-- RECORDS TO USE --
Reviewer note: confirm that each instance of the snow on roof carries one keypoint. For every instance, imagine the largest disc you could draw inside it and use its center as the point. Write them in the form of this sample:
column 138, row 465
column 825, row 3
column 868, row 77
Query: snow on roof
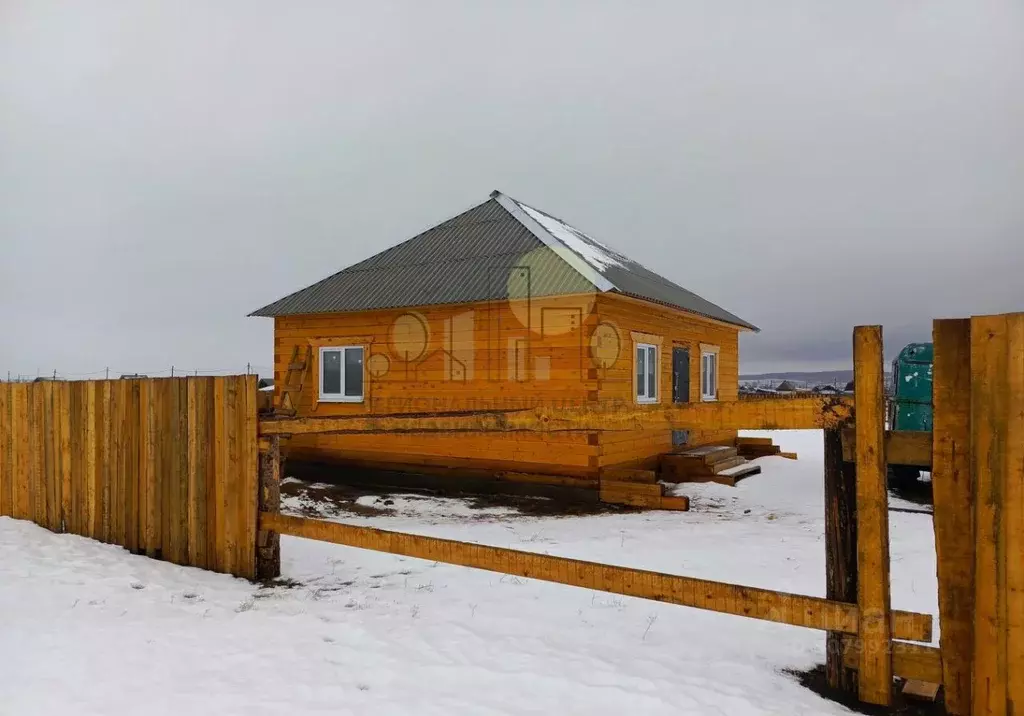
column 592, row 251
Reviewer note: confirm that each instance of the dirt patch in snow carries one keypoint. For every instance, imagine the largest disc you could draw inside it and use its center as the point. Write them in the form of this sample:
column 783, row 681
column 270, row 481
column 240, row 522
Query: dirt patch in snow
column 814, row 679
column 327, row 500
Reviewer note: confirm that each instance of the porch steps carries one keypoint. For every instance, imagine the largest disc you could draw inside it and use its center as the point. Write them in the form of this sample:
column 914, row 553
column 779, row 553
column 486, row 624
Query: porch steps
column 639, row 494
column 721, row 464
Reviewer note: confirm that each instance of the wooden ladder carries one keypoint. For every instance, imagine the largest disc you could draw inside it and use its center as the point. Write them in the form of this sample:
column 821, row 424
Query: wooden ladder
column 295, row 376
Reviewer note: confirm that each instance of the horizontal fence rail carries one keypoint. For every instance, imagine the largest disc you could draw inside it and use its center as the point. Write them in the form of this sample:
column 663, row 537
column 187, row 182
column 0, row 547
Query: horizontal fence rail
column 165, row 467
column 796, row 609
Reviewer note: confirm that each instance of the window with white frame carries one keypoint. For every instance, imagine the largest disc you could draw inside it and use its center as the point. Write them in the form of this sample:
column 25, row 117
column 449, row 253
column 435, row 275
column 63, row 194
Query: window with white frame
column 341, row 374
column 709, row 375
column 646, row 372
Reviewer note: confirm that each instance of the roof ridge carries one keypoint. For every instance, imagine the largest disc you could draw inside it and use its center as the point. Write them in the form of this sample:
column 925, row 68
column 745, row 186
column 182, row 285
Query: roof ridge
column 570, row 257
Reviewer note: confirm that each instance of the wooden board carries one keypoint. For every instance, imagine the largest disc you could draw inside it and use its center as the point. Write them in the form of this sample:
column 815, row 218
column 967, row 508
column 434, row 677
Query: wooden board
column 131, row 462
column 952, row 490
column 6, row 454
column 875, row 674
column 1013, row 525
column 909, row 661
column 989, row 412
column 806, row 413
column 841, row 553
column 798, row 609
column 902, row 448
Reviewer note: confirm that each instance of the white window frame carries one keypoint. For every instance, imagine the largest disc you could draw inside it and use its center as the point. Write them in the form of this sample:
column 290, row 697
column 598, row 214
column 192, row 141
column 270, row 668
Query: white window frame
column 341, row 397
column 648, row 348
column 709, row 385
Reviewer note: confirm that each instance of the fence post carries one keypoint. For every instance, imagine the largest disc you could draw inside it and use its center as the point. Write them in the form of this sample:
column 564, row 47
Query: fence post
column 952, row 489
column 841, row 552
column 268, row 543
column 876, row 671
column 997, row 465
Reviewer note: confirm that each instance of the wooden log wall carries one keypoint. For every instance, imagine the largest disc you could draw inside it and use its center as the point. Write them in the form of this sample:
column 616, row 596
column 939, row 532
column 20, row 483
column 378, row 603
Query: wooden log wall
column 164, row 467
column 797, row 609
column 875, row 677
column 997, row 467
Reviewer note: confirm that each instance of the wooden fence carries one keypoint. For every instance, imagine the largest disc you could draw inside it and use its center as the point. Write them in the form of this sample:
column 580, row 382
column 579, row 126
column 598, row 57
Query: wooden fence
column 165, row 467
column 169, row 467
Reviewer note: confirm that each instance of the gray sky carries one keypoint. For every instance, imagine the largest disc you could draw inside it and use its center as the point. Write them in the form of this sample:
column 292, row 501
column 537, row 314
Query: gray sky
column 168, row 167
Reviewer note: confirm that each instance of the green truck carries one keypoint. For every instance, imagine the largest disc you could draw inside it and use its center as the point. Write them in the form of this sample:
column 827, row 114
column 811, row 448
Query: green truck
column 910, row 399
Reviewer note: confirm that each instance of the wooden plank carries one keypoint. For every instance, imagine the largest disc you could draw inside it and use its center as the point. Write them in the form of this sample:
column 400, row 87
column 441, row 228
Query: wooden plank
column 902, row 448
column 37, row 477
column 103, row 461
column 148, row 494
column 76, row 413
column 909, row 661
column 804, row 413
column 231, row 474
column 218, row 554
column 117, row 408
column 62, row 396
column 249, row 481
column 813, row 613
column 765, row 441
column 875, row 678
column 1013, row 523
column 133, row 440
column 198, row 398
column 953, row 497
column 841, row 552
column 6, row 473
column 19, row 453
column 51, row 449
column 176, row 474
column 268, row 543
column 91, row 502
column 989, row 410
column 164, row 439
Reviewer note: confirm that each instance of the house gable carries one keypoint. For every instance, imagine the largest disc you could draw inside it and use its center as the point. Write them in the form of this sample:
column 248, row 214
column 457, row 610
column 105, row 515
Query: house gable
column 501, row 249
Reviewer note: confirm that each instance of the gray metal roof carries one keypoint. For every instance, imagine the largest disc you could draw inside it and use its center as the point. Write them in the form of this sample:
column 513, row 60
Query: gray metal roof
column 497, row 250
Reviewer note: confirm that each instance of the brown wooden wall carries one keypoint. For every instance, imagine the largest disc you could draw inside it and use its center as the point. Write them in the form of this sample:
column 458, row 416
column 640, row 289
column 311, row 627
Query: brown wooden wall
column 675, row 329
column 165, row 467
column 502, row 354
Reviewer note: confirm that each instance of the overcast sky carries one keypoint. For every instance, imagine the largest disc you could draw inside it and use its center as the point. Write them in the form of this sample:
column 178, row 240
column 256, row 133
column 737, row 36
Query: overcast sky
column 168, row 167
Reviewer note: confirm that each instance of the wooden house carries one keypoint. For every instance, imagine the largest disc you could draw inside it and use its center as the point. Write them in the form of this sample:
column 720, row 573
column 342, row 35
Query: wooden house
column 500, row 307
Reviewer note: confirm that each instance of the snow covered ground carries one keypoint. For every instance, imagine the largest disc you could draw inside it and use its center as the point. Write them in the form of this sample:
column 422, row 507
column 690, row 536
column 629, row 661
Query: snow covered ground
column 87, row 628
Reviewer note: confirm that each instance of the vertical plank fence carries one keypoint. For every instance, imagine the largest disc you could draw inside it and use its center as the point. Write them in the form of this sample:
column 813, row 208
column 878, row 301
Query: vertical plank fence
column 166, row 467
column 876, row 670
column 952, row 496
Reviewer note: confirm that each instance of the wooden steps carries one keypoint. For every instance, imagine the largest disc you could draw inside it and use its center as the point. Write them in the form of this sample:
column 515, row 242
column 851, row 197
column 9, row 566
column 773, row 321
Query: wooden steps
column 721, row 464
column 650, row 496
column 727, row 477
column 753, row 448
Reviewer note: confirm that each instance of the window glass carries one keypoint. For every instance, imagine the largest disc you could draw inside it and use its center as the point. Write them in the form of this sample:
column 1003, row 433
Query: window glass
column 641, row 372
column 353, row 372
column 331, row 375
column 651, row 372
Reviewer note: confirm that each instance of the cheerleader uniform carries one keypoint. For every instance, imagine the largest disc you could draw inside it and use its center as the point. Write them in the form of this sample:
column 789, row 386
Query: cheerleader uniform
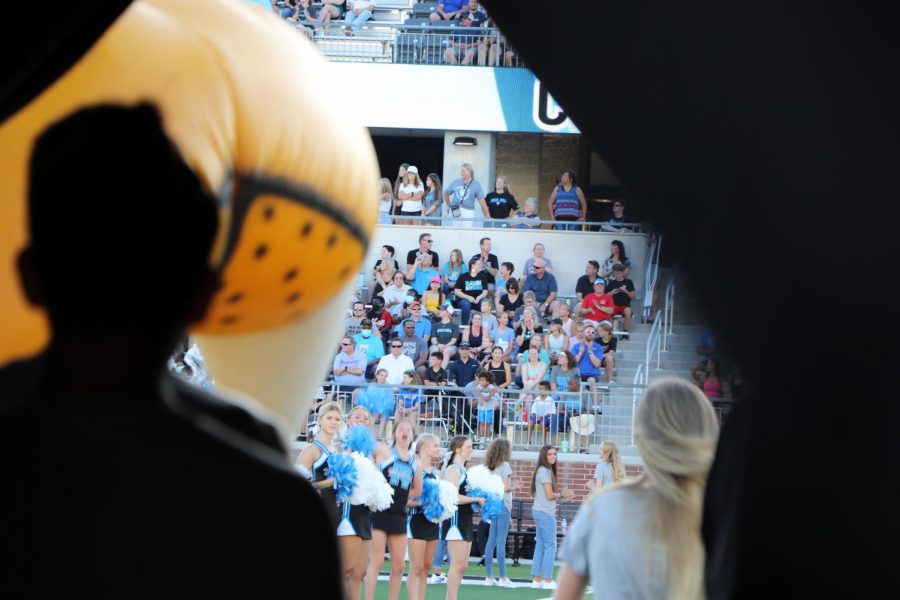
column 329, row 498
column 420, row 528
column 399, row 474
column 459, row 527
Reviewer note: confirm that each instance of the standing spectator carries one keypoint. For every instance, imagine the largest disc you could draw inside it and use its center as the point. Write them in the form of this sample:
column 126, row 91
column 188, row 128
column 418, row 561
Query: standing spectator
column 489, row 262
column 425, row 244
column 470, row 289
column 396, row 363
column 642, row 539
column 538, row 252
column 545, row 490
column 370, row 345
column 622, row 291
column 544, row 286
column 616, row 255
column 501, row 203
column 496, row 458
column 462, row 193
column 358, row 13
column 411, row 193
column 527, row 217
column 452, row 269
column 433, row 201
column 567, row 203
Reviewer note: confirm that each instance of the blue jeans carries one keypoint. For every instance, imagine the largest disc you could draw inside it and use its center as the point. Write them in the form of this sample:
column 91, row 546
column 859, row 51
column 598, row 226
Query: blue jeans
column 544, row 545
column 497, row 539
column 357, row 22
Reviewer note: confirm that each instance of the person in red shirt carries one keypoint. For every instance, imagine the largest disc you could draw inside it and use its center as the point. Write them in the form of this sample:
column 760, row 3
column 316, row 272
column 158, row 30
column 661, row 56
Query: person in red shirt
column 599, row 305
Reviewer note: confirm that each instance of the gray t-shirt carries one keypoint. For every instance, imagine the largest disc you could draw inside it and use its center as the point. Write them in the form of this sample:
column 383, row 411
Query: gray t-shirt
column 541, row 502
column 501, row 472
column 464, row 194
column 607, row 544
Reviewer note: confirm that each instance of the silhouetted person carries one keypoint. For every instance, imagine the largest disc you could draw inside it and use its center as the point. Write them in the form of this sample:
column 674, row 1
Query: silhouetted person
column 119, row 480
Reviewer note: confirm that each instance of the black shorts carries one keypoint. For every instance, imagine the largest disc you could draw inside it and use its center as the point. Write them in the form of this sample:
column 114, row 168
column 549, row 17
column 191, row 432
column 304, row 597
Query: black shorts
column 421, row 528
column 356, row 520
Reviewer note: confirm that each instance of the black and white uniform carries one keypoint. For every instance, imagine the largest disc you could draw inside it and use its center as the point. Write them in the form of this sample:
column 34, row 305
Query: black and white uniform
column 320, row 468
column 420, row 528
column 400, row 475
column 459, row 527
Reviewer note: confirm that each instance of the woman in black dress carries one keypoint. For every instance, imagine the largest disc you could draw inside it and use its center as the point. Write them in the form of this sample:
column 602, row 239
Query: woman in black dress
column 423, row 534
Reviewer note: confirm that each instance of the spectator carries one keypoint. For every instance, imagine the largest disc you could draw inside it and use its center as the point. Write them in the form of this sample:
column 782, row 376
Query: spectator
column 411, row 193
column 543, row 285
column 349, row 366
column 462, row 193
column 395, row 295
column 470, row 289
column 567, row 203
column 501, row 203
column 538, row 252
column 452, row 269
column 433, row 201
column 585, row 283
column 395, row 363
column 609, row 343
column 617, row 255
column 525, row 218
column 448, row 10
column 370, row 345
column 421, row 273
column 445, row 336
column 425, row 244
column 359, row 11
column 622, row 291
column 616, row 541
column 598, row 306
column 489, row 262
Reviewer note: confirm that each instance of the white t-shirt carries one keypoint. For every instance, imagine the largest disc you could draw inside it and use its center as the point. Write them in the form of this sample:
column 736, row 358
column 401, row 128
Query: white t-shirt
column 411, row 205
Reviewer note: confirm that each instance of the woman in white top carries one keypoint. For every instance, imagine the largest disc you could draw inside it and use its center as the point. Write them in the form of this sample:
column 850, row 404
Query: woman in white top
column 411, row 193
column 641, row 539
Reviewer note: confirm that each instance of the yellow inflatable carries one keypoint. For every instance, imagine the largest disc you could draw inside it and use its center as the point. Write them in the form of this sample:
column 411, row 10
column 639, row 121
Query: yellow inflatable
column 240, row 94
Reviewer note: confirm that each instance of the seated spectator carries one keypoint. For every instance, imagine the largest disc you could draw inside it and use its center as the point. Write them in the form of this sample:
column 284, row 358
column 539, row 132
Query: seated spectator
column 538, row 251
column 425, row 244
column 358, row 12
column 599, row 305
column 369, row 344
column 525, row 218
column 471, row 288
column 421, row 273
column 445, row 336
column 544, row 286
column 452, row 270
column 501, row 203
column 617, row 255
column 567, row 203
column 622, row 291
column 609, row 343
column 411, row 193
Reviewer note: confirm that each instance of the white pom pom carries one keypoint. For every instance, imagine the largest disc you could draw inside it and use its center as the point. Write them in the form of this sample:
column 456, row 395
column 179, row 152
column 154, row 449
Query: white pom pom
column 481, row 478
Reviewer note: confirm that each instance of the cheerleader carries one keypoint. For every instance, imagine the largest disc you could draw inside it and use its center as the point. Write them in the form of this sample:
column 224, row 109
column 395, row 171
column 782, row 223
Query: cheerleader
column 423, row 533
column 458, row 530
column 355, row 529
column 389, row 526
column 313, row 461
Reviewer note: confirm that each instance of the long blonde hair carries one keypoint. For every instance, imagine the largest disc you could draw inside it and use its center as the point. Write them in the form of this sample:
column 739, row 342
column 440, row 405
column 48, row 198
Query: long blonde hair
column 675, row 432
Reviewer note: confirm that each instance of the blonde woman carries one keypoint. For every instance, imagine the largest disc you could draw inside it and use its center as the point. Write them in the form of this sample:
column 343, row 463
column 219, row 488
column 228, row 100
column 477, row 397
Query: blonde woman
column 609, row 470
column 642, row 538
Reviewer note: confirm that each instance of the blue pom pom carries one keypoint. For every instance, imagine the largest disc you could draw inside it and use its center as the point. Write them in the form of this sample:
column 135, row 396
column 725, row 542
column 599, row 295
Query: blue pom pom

-- WHAT YOU WILL DO --
Please reproduce the records verbatim, starting at the line that contains "the cheerleader carries" and continuing through the final line of the records.

-- COMPLETED TASK --
Reviewer note: confirm that each instance of the cheerleader carries one keypoint. For every instance, imagine the largest disc you could draw inside it and use its center as the point. Write them in the form of this sample:
column 224, row 109
column 395, row 171
column 782, row 223
Query: cheerleader
column 423, row 533
column 458, row 530
column 355, row 529
column 389, row 526
column 313, row 461
Reviewer note: confirm that each instance of the long blonde hair carries one keypoint. For every instance, imagine the largest disc you could draw inside it and use its center as the point. Write them in the form of this sample:
column 739, row 342
column 440, row 405
column 48, row 198
Query: long blonde hair
column 675, row 432
Reviewer note: confirm that each instance of the blonde woman carries one keypoint. For every instance, imagine the largest disc you could draw inside it and use its center as the point. Write them in the form of this sample:
column 343, row 463
column 219, row 488
column 228, row 100
column 477, row 397
Query: blonde woman
column 609, row 470
column 642, row 538
Reviewer note: confirm that each instance of the blue pom pom carries one keypoint. For every instance, imagine the largest disc you could draw inside it and use its center as the point. Write them in the form of this sample:
column 135, row 396
column 725, row 542
column 599, row 295
Query: blue pom pom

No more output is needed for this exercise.